### What this exercise asks
- a) Answer these questions using the GAVA text, one answer per line, marked to match.
(i) Why does GAVA have no board of directors?
(ii) Whose trust did the foundation work to gain, knowing that earning the neighborhood's trust would take significant time?
(iii) Who attends the coalition meetings?
- b) Write the next part of the GAVA text, picking up after its final sentence.

Efforts were also directed toward building trust with the entities that were already known and familiar to the community. Knowing that it would take significant time to build trust within the neighborhood, particularly given the long history of failed relationships with interventionists, evaluators, academicians, and others, the foundation worked to gain the trust of trusted entities. It was not an easy path, but it was a clear one, with non-negotiables and a strong desire to approach the work as equals.
Building a Leadership Structure Within the Community
Because GAVA is a coalition-based initiative and not an independent 501(c)3 organization, there is no board of directors. The leadership structure of the initiative has been created to allow the space for resident leadership and organizational partnership and guidance. It consists of the following core components:
• Coalition—a group of community decision makers who represent the various sectors, community based and service organizations, and residents and leaders of the community. Coalition meetings are attended by institutional partners, funded implementation partners, local policy makers, and most importantly, residents in the community. The agenda of the coalition meetings is centered around providing updates of progress made on GAVA goals using data and maps, identifying priority areas of work based on resident feedback, and providing for capacity building opportunities such as leadership training.

### Stored data
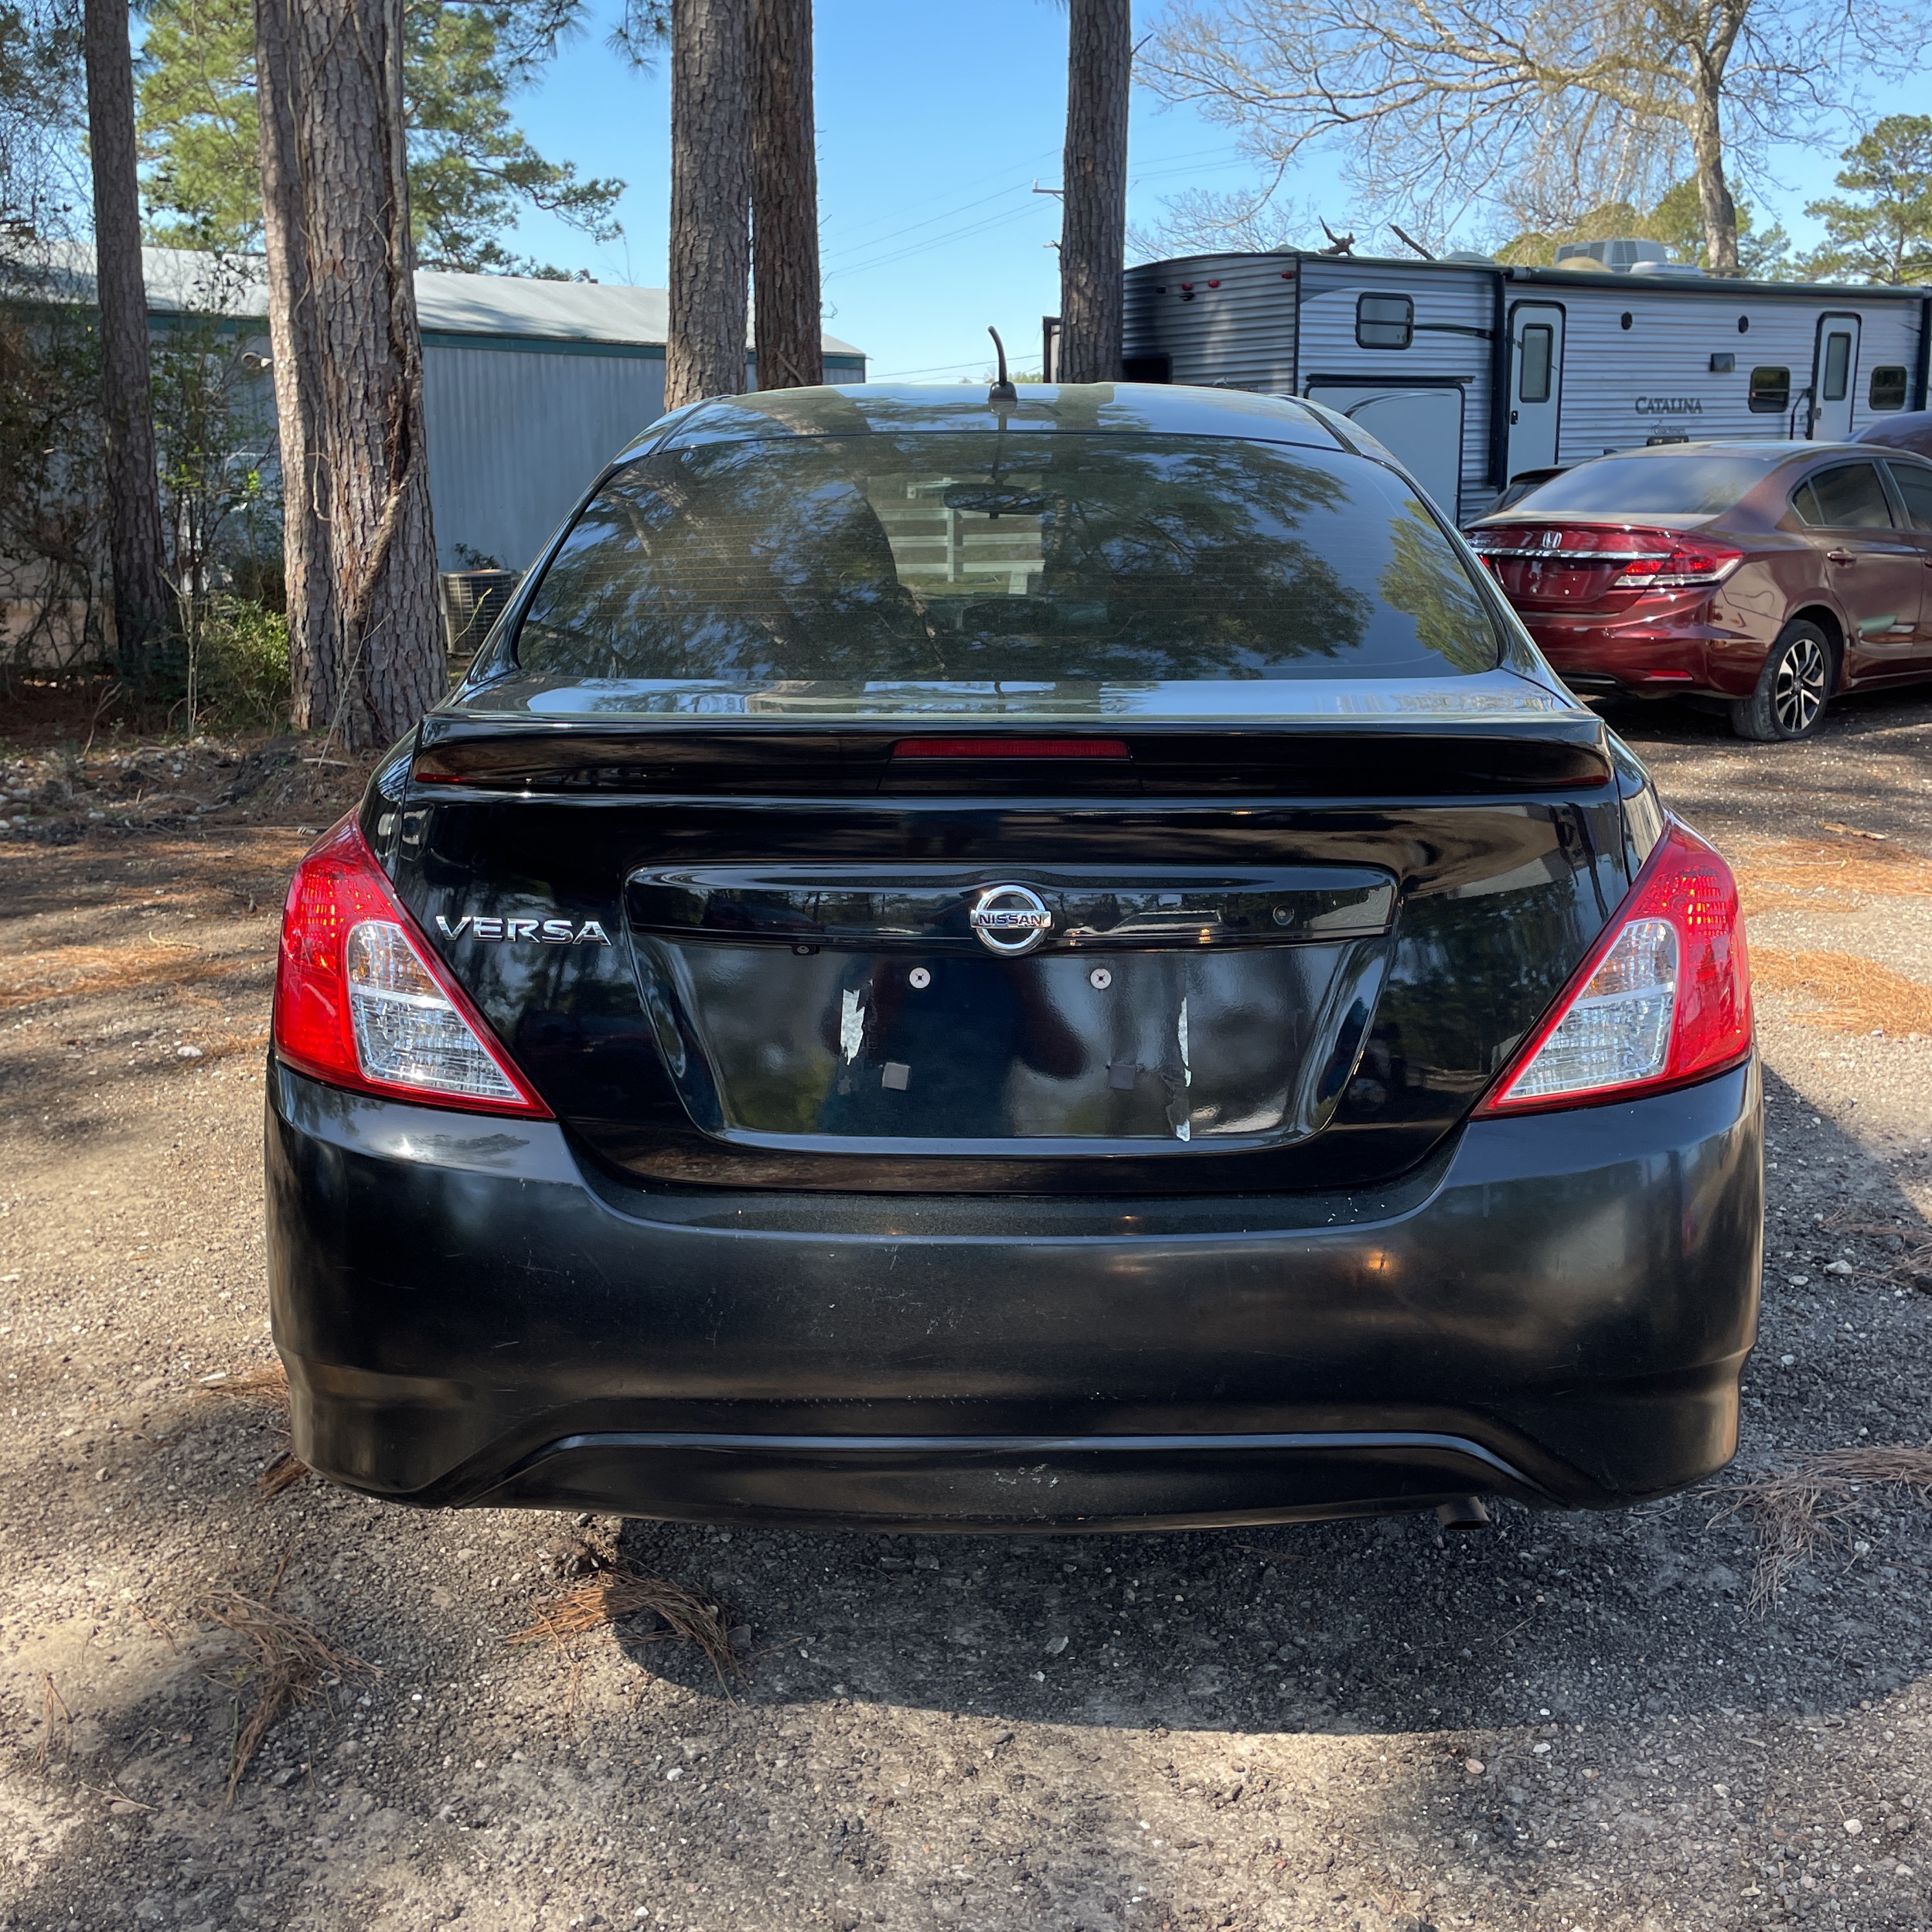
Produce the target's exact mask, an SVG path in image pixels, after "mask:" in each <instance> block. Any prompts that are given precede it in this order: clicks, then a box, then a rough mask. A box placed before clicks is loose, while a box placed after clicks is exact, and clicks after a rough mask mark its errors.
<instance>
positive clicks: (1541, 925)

### Answers in order
- a)
(i) GAVA is a coalition-based initiative and not an independent 501(c)3 organization.
(ii) The trust of trusted entities, those already known and familiar to the community.
(iii) Institutional partners, funded implementation partners, local policy makers, and residents in the community.

- b)
• Advisory Council—to guide the coalition’s decision-making and maintain accountability to the partner communities, the GAVA coalition created an Advisory Council, comprised of director-level representatives from partnership organizations, and leaders from the resident-stakeholder teams. A simple majority of residents and community stakeholders is maintained on the Advisory Council; votes are taken to endorse various decisions that affect the coalition.
• Executive Director—the director functions as the key strategist to lead the work within the neighborhoods (17). This key leader, with an organizing background, has a strong history with neighborhood residents and a deep understanding of community challenges and opportunities.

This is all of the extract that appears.